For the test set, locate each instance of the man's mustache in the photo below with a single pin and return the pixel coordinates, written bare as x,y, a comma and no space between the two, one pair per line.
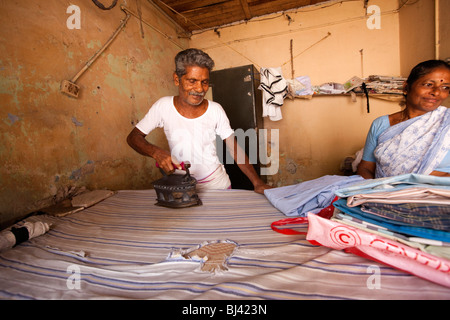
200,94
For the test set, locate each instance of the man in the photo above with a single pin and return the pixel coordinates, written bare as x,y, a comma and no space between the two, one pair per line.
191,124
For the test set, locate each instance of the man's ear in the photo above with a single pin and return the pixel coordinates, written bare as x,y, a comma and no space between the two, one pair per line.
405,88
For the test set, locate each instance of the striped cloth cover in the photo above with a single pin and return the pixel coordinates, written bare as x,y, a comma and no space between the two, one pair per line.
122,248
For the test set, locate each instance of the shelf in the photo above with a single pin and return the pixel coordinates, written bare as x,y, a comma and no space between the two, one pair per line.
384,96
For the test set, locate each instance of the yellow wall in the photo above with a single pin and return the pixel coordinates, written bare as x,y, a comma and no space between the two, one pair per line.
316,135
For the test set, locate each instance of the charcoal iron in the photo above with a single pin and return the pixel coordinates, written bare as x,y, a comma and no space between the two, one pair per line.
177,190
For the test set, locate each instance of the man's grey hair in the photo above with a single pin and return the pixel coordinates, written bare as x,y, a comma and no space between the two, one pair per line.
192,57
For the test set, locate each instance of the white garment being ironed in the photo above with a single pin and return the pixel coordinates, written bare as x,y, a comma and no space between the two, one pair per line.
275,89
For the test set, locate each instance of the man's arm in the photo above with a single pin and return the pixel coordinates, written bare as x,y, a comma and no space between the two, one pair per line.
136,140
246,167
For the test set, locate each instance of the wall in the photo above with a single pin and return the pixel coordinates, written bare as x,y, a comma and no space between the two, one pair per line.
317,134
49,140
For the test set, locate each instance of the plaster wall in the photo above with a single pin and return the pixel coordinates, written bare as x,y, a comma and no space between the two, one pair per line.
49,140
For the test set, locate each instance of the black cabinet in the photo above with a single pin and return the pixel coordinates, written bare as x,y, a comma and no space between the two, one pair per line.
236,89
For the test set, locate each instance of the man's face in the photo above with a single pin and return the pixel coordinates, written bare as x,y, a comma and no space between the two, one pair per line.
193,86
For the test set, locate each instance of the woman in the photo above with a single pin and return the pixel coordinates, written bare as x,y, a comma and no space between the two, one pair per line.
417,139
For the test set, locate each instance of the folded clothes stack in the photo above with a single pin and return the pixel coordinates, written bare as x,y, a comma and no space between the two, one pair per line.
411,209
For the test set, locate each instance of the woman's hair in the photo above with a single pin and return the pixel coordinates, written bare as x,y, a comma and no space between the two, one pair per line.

__TASK REQUIREMENTS__. Repeat the material verbatim. Do not carry over any picture.

__WORKED ANSWER__.
For the test set, locate each instance of the man's mustache in the photo below with a single pin and return the pixel coordinates, written bare as x,y, a comma and no space between the two, one pair per line.
200,94
For the test set, locate each instance of the man in the photo above with a single pin and return the pixel coordinates, written bare as x,y, a comma and no space between the two, one pair per line.
191,124
For the test set, locate each instance of the man's ear in the photo above with a single pin and return the pixel coordinates, written bare as x,y, a comma and no space between the two, one pair per line.
405,88
For the test set, locate each instance of the striped cloth cover in the photo above with a single pin and return the pixel coordinates, written bare as x,y, a comma and no space between the two, one pair per line.
122,248
For the test set, locate each instance of the shelf in the photo above with a single pin and return the pixel coordinates, written bare as x,y, a comma and no space between the two, one pair per line.
384,96
For the test set, locate each instance of the yellow wall in the photo above with a single pin and return the pixel coordinates, written bare as x,y, a comma and no space between the two, one pair per line.
316,135
For the test set, locate each instance of the charcoal iron in the photo above with a single pin and return the pixel coordinates, written bare as x,y, a comma and no space between the two, one pair per line.
177,190
For the test set, locate each instance of the man's grey hair in the photo above with a single pin and return the pixel coordinates, written bare as x,y, a comma and no space between the two, one pair per line.
192,57
For the test set, locate each instance of the white garment being ironed in the photo above with a single pin and return the pixel coordinates, written bare as x,y, a comma and no space between the two, one pair per line.
275,89
For the test set, locate each instance of the man's arm in the photo above with a single pin and return the pixel coordinates, written bare as x,y, a comma and no space between the two, one pair per line.
136,140
246,167
For the test set, locate each instance of the wall in the photo above with a single pin and return the pixel coordinates, written bare as x,y, a comma and no space between the two, one pair per line.
317,134
49,140
For the test set, locate each instance of the plaster wall in the photo above with a single pin and return the pixel coordinates, written bare as x,y, a comma and no space between the two, one pair per line.
49,140
For the test set, locate each instance of the black cabinet in the photo above with a single pin and return the pixel coordinates, written bare as x,y, a comma and no space between the two, one pair per line.
236,89
For the test set, locate each instance of the man's face in the photo above with a single pin and return the pixel coordinates, written bare as x,y, a comma and no space between the two, one pair per line.
193,86
For the test set, locate each instance of the woman in the photo above with a single pin and return the pixel coordinates, written bare as x,y, a comma and no space between the two, one pair per line.
417,139
For the test set, locate each instance of the folded clothes stack in the photo above with a single pin and return the pixel coordinates, written bare as x,y, a comma and no space between the two, one pair per line.
411,209
For the test set, locate each instance of the woman's hair in the photo above with a single pin and return the pixel coordinates, written bare as x,y, a comma and no space between the two, one pair per line.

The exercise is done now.